**Selected excerpt:**
______________________________

Lacrosse Legends of the First Americans
An ancient Native American sport, lacrosse was originally played to resolve conflicts, heal the sick, and develop strong, virile men. In Lacrosse Legends of the First Americans, Thomas Vennum draws on centuries of oral tradition to collect thirteen legends from five tribes—the Cherokee, Ho-Chunk (Winnebago), Seneca, Ojibwa, and Menominee. Reflecting the game's origins and early history, these myths provide a glimpse into Native American life and the role of the "Creator’s Game" in tribal culture.
From the Great Game in which the Birds defeated the Quadrupeds to high-stakes contests after which the losers literally lost their heads, these stories reveal the fascinating spiritual world of the first lacrosse players as well as the violent reality of the original sport. Lacrosse enthusiasts will learn about game equipment, ritual preparations, dress, and style of play, from stick handling to scoring. They will discover how the "coach"—a medicine man—conjured potions to prevent game injuries or make the opponent's leg cramp as well as how early craftsmen identified the perfect tree—marked by a lightning strike—from which to carve a lacrosse stick.
The game is no longer played by large numbers of men on mile-long fields, and plastic, titanium, and nylon have replaced hickory and ash, leather, and catgut. As lacrosse continues to evolve, this collection will help us remember and understand its rich and complex history.
About the Author
Thomas Vennum is senior ethnomusicologist emeritus at the Center for Folklife Programs and Cultural Studies, Smithsonian Institution, Washington, D.C. He is the author of American Indian Lacrosse: Little Brother of War. He is retired and living in Tucson, Arizona, where he continues research among Indian tribes in Sonora, Mexico, specifically the Seri.
"A strong contribution to Native American studies, sports history, and folklore."
"As this book amply demonstrates, lacrosse has an impressive history and a vibrant contemporary culture."
"It is to Vennum's credit that he has brought these legends to a wider audience and demonstrated the relevance of what might seem at first glance unpromising territory for sport scientists."

______________________________

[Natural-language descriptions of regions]

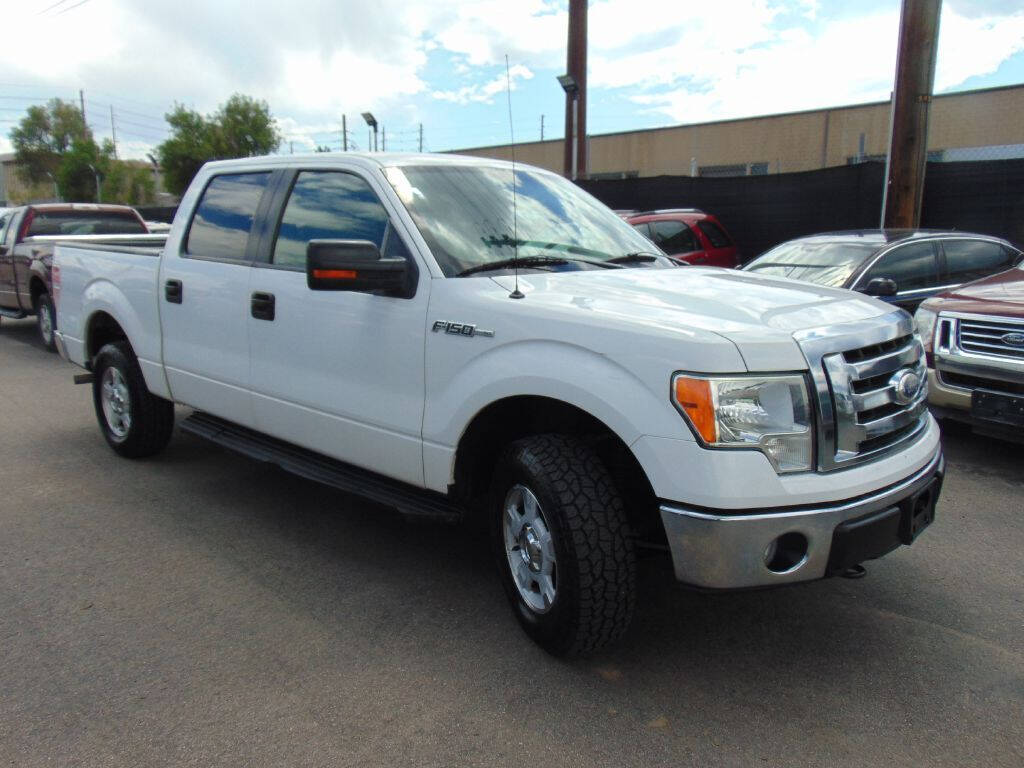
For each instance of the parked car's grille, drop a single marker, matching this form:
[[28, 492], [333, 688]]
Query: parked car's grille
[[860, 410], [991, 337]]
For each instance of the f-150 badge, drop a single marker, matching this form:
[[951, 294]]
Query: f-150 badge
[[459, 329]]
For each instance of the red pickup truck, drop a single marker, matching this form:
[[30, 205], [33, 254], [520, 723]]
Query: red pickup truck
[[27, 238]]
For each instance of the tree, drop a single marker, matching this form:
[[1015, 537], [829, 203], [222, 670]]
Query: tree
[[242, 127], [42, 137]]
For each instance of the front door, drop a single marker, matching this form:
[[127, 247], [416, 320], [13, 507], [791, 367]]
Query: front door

______________________________

**Exercise set:**
A – Return the passage of the book description from "From the Great" to "a lacrosse stick.", copied word for word.
B – According to the book description, what marked the perfect tree from which early craftsmen carved a lacrosse stick?
The records have no connection to the book description.

**Answers to the tasks:**
A –
From the Great Game in which the Birds defeated the Quadrupeds to high-stakes contests after which the losers literally lost their heads, these stories reveal the fascinating spiritual world of the first lacrosse players as well as the violent reality of the original sport. Lacrosse enthusiasts will learn about game equipment, ritual preparations, dress, and style of play, from stick handling to scoring. They will discover how the "coach"—a medicine man—conjured potions to prevent game injuries or make the opponent's leg cramp as well as how early craftsmen identified the perfect tree—marked by a lightning strike—from which to carve a lacrosse stick.

B – A lightning strike.